(Saved data entries)
======

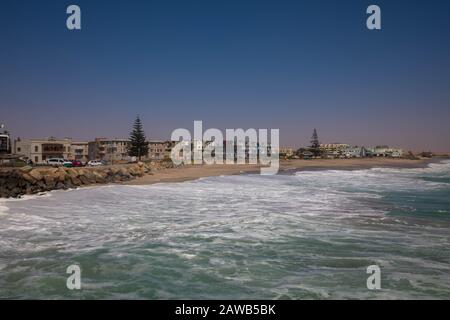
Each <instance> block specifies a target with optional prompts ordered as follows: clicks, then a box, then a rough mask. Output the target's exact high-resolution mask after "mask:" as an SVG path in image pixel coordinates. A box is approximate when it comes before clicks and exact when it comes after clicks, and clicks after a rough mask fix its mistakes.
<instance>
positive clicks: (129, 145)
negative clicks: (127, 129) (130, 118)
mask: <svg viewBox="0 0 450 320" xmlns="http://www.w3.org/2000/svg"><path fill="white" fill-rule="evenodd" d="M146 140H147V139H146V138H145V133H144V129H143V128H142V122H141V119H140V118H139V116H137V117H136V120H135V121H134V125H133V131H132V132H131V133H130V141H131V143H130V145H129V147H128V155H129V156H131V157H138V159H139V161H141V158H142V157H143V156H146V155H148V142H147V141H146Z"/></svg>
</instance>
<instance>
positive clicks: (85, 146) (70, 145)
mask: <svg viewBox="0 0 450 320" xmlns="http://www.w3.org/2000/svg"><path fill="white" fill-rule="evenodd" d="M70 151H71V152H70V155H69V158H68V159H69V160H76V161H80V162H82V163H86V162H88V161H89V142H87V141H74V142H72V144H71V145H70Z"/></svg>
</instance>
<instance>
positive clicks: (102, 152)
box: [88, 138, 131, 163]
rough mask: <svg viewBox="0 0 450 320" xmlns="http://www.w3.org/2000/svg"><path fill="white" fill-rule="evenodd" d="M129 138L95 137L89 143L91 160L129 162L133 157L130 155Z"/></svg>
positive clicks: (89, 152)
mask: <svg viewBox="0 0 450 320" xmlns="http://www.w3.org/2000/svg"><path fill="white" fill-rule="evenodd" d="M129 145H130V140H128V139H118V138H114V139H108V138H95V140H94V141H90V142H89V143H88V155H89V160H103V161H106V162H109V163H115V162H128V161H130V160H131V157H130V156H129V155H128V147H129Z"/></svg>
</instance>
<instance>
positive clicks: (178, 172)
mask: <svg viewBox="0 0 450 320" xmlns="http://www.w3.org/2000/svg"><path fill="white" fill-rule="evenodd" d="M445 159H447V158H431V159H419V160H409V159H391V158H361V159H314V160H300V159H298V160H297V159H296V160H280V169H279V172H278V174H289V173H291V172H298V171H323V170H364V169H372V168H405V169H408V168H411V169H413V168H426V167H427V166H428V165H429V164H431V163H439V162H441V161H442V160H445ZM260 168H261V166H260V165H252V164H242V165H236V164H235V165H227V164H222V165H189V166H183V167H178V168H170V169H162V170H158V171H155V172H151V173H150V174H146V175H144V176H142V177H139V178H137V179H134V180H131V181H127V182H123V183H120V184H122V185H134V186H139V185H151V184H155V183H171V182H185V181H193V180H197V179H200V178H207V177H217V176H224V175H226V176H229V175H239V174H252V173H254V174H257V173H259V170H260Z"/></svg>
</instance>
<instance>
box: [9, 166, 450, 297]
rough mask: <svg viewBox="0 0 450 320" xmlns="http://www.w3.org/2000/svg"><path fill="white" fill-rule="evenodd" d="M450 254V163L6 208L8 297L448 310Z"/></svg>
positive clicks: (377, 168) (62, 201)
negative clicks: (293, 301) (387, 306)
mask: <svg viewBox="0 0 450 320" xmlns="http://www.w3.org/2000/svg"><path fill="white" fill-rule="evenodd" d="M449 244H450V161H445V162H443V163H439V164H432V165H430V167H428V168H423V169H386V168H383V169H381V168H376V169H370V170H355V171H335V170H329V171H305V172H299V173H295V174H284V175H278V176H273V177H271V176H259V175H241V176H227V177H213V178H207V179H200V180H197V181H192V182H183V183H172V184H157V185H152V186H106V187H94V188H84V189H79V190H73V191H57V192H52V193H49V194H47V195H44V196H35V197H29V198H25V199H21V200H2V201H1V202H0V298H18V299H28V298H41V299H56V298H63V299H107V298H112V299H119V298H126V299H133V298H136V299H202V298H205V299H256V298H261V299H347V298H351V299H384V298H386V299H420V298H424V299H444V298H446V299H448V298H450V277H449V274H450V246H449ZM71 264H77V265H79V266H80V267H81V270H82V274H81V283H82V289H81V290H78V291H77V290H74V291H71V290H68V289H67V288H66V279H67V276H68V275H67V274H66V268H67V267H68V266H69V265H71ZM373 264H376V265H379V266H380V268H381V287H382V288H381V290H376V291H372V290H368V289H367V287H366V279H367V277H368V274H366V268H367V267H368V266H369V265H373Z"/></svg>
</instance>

======

About this task: Put every line of the records above into a Markdown table with the columns "Row" and "Line", numbering the rows and skipping blank lines. Leave out the pictures.

Answer below:
| Row | Line |
|---|---|
| 1 | Each <instance> block specifies a target with optional prompts ordered as follows: clicks, then a box, then a rough mask. Output the target's exact high-resolution mask after "mask:" as an SVG path in image pixel coordinates. A box is approximate when it comes before clicks and exact when it comes after clicks, and clicks after a rough mask fix its mistakes. |
| 2 | <instance> |
| 3 | positive clicks: (129, 145) |
| 4 | negative clicks: (127, 129) (130, 118) |
| 5 | mask: <svg viewBox="0 0 450 320" xmlns="http://www.w3.org/2000/svg"><path fill="white" fill-rule="evenodd" d="M146 140H147V139H146V138H145V133H144V129H143V128H142V122H141V119H140V118H139V116H137V117H136V120H135V121H134V125H133V131H132V132H131V133H130V141H131V143H130V145H129V147H128V155H129V156H131V157H138V159H139V161H141V158H142V157H143V156H146V155H148V142H147V141H146Z"/></svg> |
| 6 | </instance> |
| 7 | <instance> |
| 8 | positive clicks: (85, 146) (70, 145) |
| 9 | mask: <svg viewBox="0 0 450 320" xmlns="http://www.w3.org/2000/svg"><path fill="white" fill-rule="evenodd" d="M70 151H71V152H70V155H69V158H68V159H69V160H76V161H80V162H82V163H86V162H88V161H89V142H87V141H74V142H72V144H71V145H70Z"/></svg> |
| 10 | </instance> |
| 11 | <instance> |
| 12 | positive clicks: (102, 152) |
| 13 | box: [88, 138, 131, 163] |
| 14 | rough mask: <svg viewBox="0 0 450 320" xmlns="http://www.w3.org/2000/svg"><path fill="white" fill-rule="evenodd" d="M129 138L95 137L89 143L91 160L129 162L133 157L130 155Z"/></svg> |
| 15 | positive clicks: (89, 152) |
| 16 | mask: <svg viewBox="0 0 450 320" xmlns="http://www.w3.org/2000/svg"><path fill="white" fill-rule="evenodd" d="M129 145H130V140H128V139H118V138H114V139H108V138H95V140H94V141H90V142H89V143H88V155H89V160H103V161H106V162H109V163H115V162H128V161H130V160H131V157H130V156H129V155H128V147H129Z"/></svg> |
| 17 | </instance> |
| 18 | <instance> |
| 19 | positive clicks: (178, 172) |
| 20 | mask: <svg viewBox="0 0 450 320" xmlns="http://www.w3.org/2000/svg"><path fill="white" fill-rule="evenodd" d="M445 159H447V158H431V159H419V160H409V159H391V158H361V159H314V160H300V159H298V160H297V159H296V160H280V169H279V172H278V174H289V173H291V172H298V171H323V170H364V169H372V168H405V169H408V168H411V169H413V168H426V167H427V166H428V165H429V164H431V163H439V162H441V161H442V160H445ZM260 168H261V166H260V165H252V164H242V165H236V164H235V165H227V164H222V165H189V166H183V167H178V168H170V169H162V170H158V171H155V172H151V173H150V174H146V175H144V176H142V177H139V178H137V179H134V180H131V181H127V182H123V183H120V184H122V185H134V186H139V185H151V184H155V183H171V182H185V181H193V180H197V179H200V178H207V177H217V176H224V175H226V176H229V175H239V174H252V173H254V174H257V173H259V170H260Z"/></svg> |
| 21 | </instance> |
| 22 | <instance> |
| 23 | box: [9, 166, 450, 297] |
| 24 | rough mask: <svg viewBox="0 0 450 320" xmlns="http://www.w3.org/2000/svg"><path fill="white" fill-rule="evenodd" d="M450 254V163L6 208L8 297L448 310Z"/></svg> |
| 25 | positive clicks: (377, 168) (62, 201) |
| 26 | negative clicks: (293, 301) (387, 306) |
| 27 | mask: <svg viewBox="0 0 450 320" xmlns="http://www.w3.org/2000/svg"><path fill="white" fill-rule="evenodd" d="M449 244H450V161H445V162H443V163H439V164H432V165H430V167H428V168H423V169H386V168H383V169H381V168H376V169H370V170H355V171H335V170H329V171H305V172H299V173H295V174H284V175H278V176H273V177H271V176H259V175H241V176H227V177H213V178H207V179H200V180H197V181H192V182H183V183H172V184H157V185H152V186H106V187H94V188H84V189H79V190H73V191H57V192H52V193H49V194H47V195H44V196H35V197H29V198H25V199H21V200H2V201H1V202H0V298H18V299H28V298H41V299H56V298H63V299H107V298H112V299H119V298H126V299H133V298H136V299H202V298H205V299H256V298H261V299H347V298H351V299H384V298H386V299H420V298H424V299H444V298H446V299H448V298H450V277H449V274H450V246H449ZM71 264H77V265H79V266H80V267H81V270H82V274H81V283H82V289H81V290H78V291H77V290H74V291H71V290H68V289H67V288H66V279H67V276H68V275H67V274H66V268H67V267H68V266H69V265H71ZM373 264H376V265H379V266H380V268H381V287H382V288H381V290H376V291H372V290H368V289H367V287H366V279H367V277H368V274H366V268H367V267H368V266H369V265H373Z"/></svg> |
| 28 | </instance> |